----- 提供テキスト -----

社長に学べ!

人の「市場性」

糸井 安森さんのおもしろさ‥‥というかすごいところって、
かなり正直に自己認識をしていて、
しかもそれを、率直に口に出しちゃうところですよね。
安森 今さらかっこつけても、しょうがないしねぇ。
糸井 お話をしながら、ちょっと聞きたいことを
思いついたんですけど。
安森 どうぞ。
糸井 いっしょに仕事をしているチームの仲間や、
その先にいるお客さんよりも
「上司」のウケを狙って仕事なんかしてたら、
おもしろいものはできませんよね。
安森 できないね。
糸井 たとえば、芸人さんを見ていると、
「ディレクターに褒められよう」としている人と、
「お客さんによろこばれよう」としてる人と、
両方のパターンが、あるんですよ。
安森 そうなんだ。
糸井 まだ、あまり売れてない芸人さんほど、
「また使ってほしい」から
プロデューサーを意識しちゃうんです。
安森 お客さんよりも?
おもしろくないでしょう、その人。
糸井 本人にとっても、見ているほうにとっても、
不幸なことだと思うんですよ、それって。
安森 たがいにね。
糸井

企業のトップだったお立場からも、
そう思われますか。

つまり、安森さんって
「ディレクターの側」だったわけでしょう、
この場合でいうと。
安森 まぁ、オレに媚を売るよりも、
精一杯、お客さんを笑わせろ‥‥だね。
糸井 客席のほう向いたプロになれ、と。
安森

そのことと、ちょっと関係することでいうと
売り場から離れた
「本部」みたいところ、あるでしょう?

あれ、思い切って縮小することだね。
糸井 いわゆる「小さな政府」みたいに?
安森 そうするとね、各人の仕事量は増えますけど、
でも、それをやり遂げたときには、
「市場性」を帯びてくるんです、その人たち。
糸井 つまり‥‥ことばは悪いけど
「もっと使えるようになる」ってこと?
安森

たとえばロフトで部長になることよりも、
この会社を卒業して、
他の企業で今以上の評価を得たら、
こんなに素晴らしいことはないじゃないですか。

そして、いくら大企業といったって、
いつツブれちゃうか、わかんないわけです。

----- 提供データ -----

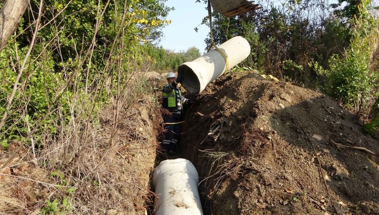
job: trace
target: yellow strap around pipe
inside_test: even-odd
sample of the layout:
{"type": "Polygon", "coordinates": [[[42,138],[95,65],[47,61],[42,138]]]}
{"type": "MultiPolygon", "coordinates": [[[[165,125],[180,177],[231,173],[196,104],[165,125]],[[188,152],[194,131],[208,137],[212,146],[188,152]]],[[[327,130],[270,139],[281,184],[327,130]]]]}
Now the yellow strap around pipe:
{"type": "Polygon", "coordinates": [[[225,63],[226,64],[226,67],[225,68],[225,71],[224,71],[224,72],[223,72],[223,73],[224,73],[224,72],[229,70],[229,60],[228,59],[228,57],[226,55],[226,53],[225,53],[223,50],[217,47],[217,46],[216,46],[215,44],[215,42],[213,41],[213,34],[212,33],[212,12],[210,9],[210,1],[209,0],[208,0],[208,16],[209,18],[209,28],[210,29],[210,47],[209,47],[209,49],[210,49],[212,47],[215,47],[215,49],[216,49],[216,50],[217,50],[218,52],[219,52],[220,54],[221,55],[222,57],[224,58],[224,60],[225,60],[225,63]]]}

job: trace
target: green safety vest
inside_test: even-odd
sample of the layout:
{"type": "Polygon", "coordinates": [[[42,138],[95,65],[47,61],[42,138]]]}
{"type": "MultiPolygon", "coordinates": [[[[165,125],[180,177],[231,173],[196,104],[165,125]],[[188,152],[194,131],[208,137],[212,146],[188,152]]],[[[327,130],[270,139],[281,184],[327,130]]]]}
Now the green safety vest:
{"type": "MultiPolygon", "coordinates": [[[[180,100],[181,101],[182,98],[182,93],[180,90],[178,89],[179,91],[179,95],[180,96],[180,100]]],[[[177,111],[178,106],[176,103],[176,95],[175,94],[175,90],[173,90],[172,91],[169,93],[162,92],[162,97],[163,98],[163,101],[162,102],[162,106],[164,109],[169,110],[169,111],[177,111]]]]}

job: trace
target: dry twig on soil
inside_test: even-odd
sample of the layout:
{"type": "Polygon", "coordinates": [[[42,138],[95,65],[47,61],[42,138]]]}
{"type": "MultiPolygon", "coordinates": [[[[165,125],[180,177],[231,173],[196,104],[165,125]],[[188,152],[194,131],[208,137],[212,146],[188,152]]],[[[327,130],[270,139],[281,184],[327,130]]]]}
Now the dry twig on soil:
{"type": "Polygon", "coordinates": [[[366,152],[367,152],[368,153],[369,153],[369,154],[371,154],[372,155],[375,155],[375,156],[378,156],[378,155],[376,154],[376,153],[374,153],[374,152],[373,152],[372,151],[370,151],[370,150],[369,150],[369,149],[367,149],[366,148],[364,148],[363,147],[350,146],[348,146],[348,145],[342,145],[341,143],[336,143],[335,142],[333,141],[332,140],[330,140],[330,141],[331,141],[331,142],[332,142],[334,145],[335,145],[335,146],[337,146],[337,148],[338,148],[339,149],[340,148],[340,147],[342,147],[342,148],[354,148],[354,149],[360,150],[361,151],[366,152]]]}

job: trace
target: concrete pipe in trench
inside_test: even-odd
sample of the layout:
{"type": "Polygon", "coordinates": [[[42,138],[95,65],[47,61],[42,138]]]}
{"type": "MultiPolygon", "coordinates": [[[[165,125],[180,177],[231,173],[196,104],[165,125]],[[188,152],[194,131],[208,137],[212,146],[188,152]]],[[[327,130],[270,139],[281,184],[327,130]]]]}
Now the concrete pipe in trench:
{"type": "Polygon", "coordinates": [[[202,215],[197,189],[199,176],[187,160],[162,161],[153,176],[158,197],[156,215],[202,215]]]}

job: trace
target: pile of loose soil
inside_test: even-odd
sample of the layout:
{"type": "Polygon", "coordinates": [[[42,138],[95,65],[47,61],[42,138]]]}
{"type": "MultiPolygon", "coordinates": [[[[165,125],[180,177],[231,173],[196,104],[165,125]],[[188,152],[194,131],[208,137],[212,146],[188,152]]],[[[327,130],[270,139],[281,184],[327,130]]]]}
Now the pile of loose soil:
{"type": "Polygon", "coordinates": [[[377,214],[379,158],[350,147],[377,155],[378,141],[354,119],[319,92],[252,72],[209,84],[181,145],[205,214],[377,214]]]}

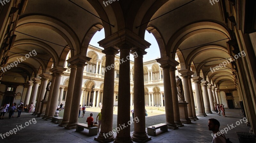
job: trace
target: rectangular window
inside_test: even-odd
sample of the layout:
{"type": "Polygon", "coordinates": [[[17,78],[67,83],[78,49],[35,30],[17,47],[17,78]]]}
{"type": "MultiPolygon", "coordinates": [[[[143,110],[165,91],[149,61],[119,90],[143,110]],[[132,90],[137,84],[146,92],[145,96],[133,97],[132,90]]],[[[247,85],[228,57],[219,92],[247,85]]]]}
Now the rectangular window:
{"type": "Polygon", "coordinates": [[[116,101],[118,101],[118,94],[116,94],[116,101]]]}
{"type": "Polygon", "coordinates": [[[66,98],[66,93],[67,93],[67,90],[64,90],[63,92],[63,96],[62,97],[62,100],[65,100],[65,99],[66,98]]]}

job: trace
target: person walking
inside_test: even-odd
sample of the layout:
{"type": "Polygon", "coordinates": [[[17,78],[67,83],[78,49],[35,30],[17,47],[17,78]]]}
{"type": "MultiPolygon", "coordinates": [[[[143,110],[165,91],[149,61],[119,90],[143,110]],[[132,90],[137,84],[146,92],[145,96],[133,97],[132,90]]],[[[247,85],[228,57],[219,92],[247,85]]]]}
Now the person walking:
{"type": "Polygon", "coordinates": [[[78,114],[78,118],[80,117],[80,113],[81,113],[81,105],[79,106],[79,114],[78,114]]]}
{"type": "Polygon", "coordinates": [[[84,106],[82,107],[82,111],[83,111],[83,114],[82,115],[82,118],[84,117],[84,114],[85,113],[85,109],[86,109],[86,105],[84,105],[84,106]]]}
{"type": "Polygon", "coordinates": [[[28,111],[28,113],[31,112],[31,110],[32,110],[32,108],[33,108],[33,107],[34,106],[34,105],[33,105],[33,103],[34,103],[32,102],[30,104],[30,109],[29,109],[29,110],[28,111]]]}
{"type": "Polygon", "coordinates": [[[20,118],[20,114],[21,113],[21,112],[23,111],[24,109],[24,107],[23,106],[23,104],[21,104],[18,107],[18,116],[17,118],[20,118]]]}
{"type": "Polygon", "coordinates": [[[3,117],[2,117],[2,119],[4,119],[4,114],[5,114],[7,110],[7,106],[6,106],[6,104],[4,104],[4,105],[0,107],[0,113],[1,113],[1,114],[0,114],[0,119],[1,119],[1,117],[2,117],[2,115],[3,115],[3,117]]]}
{"type": "Polygon", "coordinates": [[[99,124],[98,124],[98,132],[100,132],[100,125],[101,125],[101,111],[102,109],[100,110],[100,112],[98,114],[97,117],[96,117],[96,122],[98,120],[98,117],[99,117],[99,124]]]}
{"type": "Polygon", "coordinates": [[[6,111],[6,112],[9,112],[9,108],[10,106],[10,103],[8,103],[7,104],[6,104],[6,106],[7,107],[7,110],[6,111]]]}
{"type": "Polygon", "coordinates": [[[9,107],[9,118],[10,119],[12,115],[12,113],[16,110],[15,106],[14,105],[14,104],[12,104],[12,106],[9,107]]]}

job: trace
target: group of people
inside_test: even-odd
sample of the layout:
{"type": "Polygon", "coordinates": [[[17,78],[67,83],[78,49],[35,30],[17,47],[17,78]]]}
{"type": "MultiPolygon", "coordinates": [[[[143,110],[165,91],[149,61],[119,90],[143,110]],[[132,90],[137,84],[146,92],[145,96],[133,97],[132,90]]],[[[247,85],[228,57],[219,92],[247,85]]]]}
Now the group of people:
{"type": "Polygon", "coordinates": [[[215,110],[216,111],[216,112],[220,116],[220,111],[221,111],[223,117],[227,117],[225,114],[225,109],[224,108],[224,105],[220,104],[220,105],[219,104],[216,104],[215,105],[215,110]]]}
{"type": "Polygon", "coordinates": [[[0,107],[0,119],[4,119],[4,117],[5,113],[9,113],[9,118],[10,119],[12,117],[14,117],[14,112],[17,111],[18,112],[18,115],[17,117],[20,118],[21,112],[24,110],[24,109],[27,109],[28,106],[28,105],[27,105],[24,107],[23,102],[21,102],[20,104],[18,106],[15,103],[11,104],[10,104],[10,103],[4,104],[4,105],[0,107]]]}

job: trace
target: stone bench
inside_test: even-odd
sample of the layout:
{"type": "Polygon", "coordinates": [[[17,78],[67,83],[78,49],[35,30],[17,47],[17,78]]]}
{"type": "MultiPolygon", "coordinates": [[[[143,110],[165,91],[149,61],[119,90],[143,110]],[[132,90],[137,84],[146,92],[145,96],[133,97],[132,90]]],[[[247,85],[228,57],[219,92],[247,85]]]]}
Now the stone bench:
{"type": "Polygon", "coordinates": [[[88,127],[88,125],[84,123],[76,124],[76,132],[80,132],[84,131],[84,128],[89,130],[88,136],[89,136],[97,135],[98,134],[98,127],[88,127]]]}
{"type": "Polygon", "coordinates": [[[153,126],[148,127],[148,134],[151,136],[156,136],[156,130],[157,129],[160,129],[160,130],[164,132],[168,131],[168,126],[165,124],[159,124],[153,126]]]}
{"type": "Polygon", "coordinates": [[[63,118],[59,117],[53,117],[52,118],[52,122],[54,122],[57,121],[57,124],[60,124],[61,123],[63,118]]]}

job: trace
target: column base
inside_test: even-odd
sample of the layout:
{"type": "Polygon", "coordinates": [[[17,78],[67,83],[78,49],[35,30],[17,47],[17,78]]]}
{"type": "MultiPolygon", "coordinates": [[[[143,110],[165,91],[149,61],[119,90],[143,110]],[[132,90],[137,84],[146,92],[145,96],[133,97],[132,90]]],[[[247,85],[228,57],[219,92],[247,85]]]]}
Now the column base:
{"type": "Polygon", "coordinates": [[[65,127],[65,129],[70,130],[71,129],[74,129],[76,128],[76,124],[78,124],[78,122],[75,123],[68,124],[67,126],[65,127]]]}
{"type": "Polygon", "coordinates": [[[203,113],[199,113],[197,114],[197,116],[199,117],[205,117],[205,115],[203,113]]]}
{"type": "Polygon", "coordinates": [[[179,128],[179,127],[176,126],[175,124],[171,124],[168,123],[165,123],[168,126],[168,128],[172,129],[172,130],[176,130],[179,128]]]}
{"type": "Polygon", "coordinates": [[[59,126],[61,126],[62,127],[65,127],[68,125],[68,122],[69,122],[69,121],[63,121],[63,120],[61,121],[61,123],[59,124],[59,126]]]}
{"type": "Polygon", "coordinates": [[[151,137],[148,136],[146,131],[144,133],[139,133],[134,131],[132,138],[133,141],[140,143],[144,143],[151,140],[151,137]]]}
{"type": "Polygon", "coordinates": [[[174,121],[174,123],[175,123],[175,124],[176,125],[179,127],[181,127],[184,126],[184,125],[182,124],[182,123],[180,121],[174,121]]]}
{"type": "Polygon", "coordinates": [[[130,136],[130,139],[124,139],[122,138],[119,139],[118,137],[116,138],[117,137],[116,137],[115,138],[114,143],[133,143],[133,142],[132,140],[132,138],[130,136]]]}
{"type": "Polygon", "coordinates": [[[107,136],[108,133],[102,133],[101,132],[99,133],[99,135],[97,137],[94,137],[94,140],[100,142],[105,143],[113,141],[115,140],[114,136],[107,136]]]}

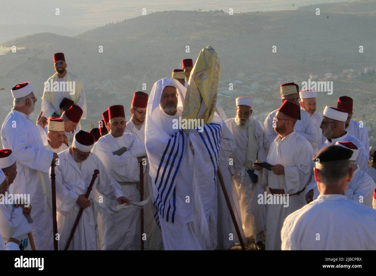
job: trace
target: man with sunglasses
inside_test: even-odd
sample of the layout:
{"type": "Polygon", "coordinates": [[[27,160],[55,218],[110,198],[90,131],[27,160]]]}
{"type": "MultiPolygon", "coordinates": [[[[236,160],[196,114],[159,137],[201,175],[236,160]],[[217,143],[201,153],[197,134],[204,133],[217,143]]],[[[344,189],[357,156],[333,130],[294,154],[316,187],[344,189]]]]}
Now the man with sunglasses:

-----

_やること:_ 提供テキストの内容を2文で要約してください。

_正解の出力:_ 糸井さんと安森さんは、上司やディレクターのウケを狙うより、お客さんによろこばれるように仕事をすべきだという点で一致しており、安森さんは「オレに媚を売るよりも、精一杯、お客さんを笑わせろ」と述べている。さらに安森さんは、売り場から離れた本部を思い切って縮小すれば、各人の仕事量は増えるがやり遂げた人は「市場性」を帯びると語り、ロフトで部長になるより、会社を卒業して他の企業で今以上の評価を得るほうが素晴らしいとしている。